#### STATED EXERCISE:
Substitute "pin" for "marker" throughout the lines from the start of the items through the line containing "[(180, 89)]", leaving everything else unchanged, and give only those lines.
───── TASK INPUTS
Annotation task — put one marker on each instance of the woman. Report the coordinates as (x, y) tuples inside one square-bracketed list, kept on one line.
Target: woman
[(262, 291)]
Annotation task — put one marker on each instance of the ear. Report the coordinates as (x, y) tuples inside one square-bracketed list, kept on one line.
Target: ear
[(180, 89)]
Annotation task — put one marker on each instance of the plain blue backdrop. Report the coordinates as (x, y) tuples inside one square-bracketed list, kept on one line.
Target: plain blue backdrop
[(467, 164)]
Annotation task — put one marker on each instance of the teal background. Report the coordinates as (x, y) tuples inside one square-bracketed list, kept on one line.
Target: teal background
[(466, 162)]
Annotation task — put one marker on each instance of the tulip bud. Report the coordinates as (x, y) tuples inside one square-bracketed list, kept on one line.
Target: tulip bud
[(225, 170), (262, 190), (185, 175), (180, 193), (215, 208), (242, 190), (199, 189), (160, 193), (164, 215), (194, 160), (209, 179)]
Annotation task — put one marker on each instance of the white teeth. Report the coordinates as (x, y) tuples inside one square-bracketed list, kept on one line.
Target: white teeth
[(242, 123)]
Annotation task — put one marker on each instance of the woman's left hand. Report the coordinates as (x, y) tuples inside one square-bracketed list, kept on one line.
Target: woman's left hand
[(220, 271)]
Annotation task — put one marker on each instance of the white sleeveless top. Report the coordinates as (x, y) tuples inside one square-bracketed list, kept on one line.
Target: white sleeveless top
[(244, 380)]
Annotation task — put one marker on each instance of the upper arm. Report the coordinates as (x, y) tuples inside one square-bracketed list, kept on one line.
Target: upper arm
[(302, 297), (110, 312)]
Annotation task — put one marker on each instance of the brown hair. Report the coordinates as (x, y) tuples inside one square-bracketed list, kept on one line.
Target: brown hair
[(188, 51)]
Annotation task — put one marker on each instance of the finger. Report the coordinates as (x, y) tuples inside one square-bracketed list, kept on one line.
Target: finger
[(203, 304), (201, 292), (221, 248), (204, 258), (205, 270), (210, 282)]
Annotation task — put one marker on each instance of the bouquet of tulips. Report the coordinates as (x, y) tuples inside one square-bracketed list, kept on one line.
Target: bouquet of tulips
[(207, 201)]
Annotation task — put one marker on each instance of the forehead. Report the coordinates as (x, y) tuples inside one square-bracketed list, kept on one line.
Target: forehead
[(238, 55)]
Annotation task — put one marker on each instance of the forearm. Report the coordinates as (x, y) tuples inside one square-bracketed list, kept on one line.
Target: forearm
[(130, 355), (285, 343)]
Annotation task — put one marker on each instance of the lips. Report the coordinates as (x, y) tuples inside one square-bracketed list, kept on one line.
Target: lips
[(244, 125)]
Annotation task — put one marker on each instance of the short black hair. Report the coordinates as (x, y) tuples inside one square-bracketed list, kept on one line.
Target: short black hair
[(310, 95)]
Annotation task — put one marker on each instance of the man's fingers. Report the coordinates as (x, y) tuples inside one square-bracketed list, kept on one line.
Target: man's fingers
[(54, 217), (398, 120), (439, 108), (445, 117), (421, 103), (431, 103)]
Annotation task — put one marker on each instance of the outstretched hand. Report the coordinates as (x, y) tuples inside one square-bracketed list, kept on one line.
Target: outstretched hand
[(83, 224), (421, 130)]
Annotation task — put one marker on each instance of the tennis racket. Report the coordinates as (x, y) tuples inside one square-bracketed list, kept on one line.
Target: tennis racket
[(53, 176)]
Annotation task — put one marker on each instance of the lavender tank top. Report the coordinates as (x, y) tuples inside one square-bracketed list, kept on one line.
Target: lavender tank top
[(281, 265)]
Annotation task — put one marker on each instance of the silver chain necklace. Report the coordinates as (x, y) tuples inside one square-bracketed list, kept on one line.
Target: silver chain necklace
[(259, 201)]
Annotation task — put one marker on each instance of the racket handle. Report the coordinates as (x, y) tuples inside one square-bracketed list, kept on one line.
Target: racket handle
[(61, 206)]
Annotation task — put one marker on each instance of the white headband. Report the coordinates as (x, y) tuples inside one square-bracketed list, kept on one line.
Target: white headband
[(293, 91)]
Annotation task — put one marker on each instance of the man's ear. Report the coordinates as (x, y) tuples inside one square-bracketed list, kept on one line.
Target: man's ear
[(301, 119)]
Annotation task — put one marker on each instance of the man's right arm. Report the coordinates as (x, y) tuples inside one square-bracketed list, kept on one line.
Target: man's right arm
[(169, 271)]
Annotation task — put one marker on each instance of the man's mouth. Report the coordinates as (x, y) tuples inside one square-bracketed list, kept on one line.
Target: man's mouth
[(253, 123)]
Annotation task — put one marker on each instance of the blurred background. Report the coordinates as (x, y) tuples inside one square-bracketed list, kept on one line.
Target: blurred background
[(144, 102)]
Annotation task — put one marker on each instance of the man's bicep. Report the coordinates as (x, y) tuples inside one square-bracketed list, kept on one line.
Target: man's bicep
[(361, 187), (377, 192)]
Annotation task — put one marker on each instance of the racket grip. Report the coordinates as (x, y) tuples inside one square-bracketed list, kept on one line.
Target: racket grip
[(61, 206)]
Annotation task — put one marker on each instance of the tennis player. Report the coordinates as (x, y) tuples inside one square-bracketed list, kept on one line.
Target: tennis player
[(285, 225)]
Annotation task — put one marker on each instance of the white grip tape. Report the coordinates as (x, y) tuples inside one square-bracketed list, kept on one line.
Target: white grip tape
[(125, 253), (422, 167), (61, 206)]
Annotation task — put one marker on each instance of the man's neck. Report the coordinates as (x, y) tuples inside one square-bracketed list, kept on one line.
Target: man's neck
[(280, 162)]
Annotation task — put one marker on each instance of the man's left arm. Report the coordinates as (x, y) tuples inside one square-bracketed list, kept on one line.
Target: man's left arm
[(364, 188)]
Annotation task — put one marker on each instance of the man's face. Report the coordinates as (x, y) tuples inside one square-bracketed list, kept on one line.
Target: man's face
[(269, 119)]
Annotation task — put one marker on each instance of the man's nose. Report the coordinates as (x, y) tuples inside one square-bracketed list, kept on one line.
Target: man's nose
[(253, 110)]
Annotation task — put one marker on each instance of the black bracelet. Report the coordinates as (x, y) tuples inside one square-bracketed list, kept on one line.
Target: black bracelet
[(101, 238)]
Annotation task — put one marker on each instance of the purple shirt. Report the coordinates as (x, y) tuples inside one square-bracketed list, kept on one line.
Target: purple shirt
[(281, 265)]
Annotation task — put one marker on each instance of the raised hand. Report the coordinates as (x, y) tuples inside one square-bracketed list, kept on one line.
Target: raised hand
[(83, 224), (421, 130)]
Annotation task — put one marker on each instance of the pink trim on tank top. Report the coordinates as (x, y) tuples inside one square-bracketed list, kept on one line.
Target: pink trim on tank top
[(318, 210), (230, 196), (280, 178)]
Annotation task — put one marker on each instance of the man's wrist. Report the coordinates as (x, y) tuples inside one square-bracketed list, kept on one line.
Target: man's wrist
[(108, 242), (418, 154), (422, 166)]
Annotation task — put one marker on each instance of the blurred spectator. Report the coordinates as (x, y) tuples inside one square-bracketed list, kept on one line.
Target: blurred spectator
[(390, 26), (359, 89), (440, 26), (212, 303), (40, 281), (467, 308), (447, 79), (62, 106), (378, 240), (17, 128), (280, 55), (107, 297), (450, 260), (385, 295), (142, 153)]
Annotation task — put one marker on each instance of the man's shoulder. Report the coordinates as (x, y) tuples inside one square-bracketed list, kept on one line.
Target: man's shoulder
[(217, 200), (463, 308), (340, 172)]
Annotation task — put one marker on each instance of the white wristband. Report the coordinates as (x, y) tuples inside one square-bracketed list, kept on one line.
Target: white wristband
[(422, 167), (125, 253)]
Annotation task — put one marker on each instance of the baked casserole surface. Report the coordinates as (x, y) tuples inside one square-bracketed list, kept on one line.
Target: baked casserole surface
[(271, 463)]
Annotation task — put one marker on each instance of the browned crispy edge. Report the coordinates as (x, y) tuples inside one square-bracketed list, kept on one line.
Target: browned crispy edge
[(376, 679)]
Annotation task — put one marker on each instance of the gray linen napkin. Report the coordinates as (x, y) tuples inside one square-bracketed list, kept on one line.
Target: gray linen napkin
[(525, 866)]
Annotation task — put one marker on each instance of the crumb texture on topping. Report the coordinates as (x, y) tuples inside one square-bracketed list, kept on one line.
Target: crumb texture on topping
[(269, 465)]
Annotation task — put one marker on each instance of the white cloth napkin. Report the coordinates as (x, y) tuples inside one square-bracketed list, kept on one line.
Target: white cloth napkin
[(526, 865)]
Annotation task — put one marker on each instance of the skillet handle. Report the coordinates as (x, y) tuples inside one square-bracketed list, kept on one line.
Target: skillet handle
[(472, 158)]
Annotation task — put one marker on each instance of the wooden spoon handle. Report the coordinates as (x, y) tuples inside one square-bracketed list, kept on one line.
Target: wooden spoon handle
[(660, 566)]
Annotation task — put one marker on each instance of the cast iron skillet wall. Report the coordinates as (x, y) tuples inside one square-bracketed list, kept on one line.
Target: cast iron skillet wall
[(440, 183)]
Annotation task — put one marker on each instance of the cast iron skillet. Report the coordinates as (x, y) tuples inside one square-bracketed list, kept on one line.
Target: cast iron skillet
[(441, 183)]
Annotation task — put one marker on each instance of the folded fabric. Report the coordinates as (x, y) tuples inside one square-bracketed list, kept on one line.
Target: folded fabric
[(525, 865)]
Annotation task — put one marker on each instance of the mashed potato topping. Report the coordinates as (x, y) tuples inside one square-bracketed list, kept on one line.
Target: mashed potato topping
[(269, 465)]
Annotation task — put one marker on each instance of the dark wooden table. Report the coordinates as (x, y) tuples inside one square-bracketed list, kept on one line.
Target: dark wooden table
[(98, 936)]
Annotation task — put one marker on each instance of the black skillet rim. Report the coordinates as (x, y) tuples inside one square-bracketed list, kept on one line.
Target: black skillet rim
──────────
#### WORKED SOLUTION:
Annotation task — put one pin on each instance of the woman. Report the coordinates as (x, y) tuples inside one square-bracketed list, kept on one line.
Target: woman
[(262, 291)]
Annotation task — put one pin on each instance of the ear. Report the coordinates as (x, y) tuples inside one square-bracketed list, kept on one line.
Target: ear
[(180, 89)]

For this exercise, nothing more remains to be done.